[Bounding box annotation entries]
====

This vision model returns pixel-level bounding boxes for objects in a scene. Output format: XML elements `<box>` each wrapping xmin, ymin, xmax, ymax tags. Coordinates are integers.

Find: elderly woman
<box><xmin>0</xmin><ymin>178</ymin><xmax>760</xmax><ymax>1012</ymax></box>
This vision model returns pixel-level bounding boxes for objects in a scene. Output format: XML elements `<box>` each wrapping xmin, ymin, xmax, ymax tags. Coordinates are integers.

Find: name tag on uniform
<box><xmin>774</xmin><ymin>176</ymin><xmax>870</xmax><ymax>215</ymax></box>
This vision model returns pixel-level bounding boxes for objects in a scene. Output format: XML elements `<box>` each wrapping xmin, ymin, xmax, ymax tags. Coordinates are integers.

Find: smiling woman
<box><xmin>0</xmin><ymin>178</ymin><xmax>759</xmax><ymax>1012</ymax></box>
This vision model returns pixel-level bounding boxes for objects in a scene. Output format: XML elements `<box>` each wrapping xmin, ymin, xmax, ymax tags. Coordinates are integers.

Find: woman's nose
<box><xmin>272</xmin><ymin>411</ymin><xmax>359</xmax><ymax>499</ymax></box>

====

### PROBLEM TO SOLVE
Please edit the material above so that every "Find" becomes "Locate", and keep everything else the same.

### ANSWER
This vision model returns pixel-level bounding boxes for objects in a scene. Output format: XML elements `<box>` each wrapping xmin, ymin, xmax, ymax tags. Coordinates are integers.

Locate: elderly woman
<box><xmin>0</xmin><ymin>178</ymin><xmax>760</xmax><ymax>1012</ymax></box>
This vision model returns pixel-level bounding boxes for objects in a scene. Output format: XML elements `<box>` each wrapping xmin, ymin, xmax, ymax tags. Coordinates are integers.

Locate: name tag on uniform
<box><xmin>774</xmin><ymin>176</ymin><xmax>870</xmax><ymax>215</ymax></box>
This vision model returns pixel-level bounding boxes for objects in a scene. Output format: XML elements `<box>` each wrapping xmin, ymin, xmax, ymax tags. Coordinates are integers.

Locate: smiling woman
<box><xmin>0</xmin><ymin>178</ymin><xmax>759</xmax><ymax>1012</ymax></box>
This vision model returns pixel-level bounding boxes for objects in a scene. Output format: XML elements `<box>` each wrapping xmin, ymin, xmax, ymax tags. Coordinates are integers.

Locate: woman's nose
<box><xmin>272</xmin><ymin>411</ymin><xmax>359</xmax><ymax>499</ymax></box>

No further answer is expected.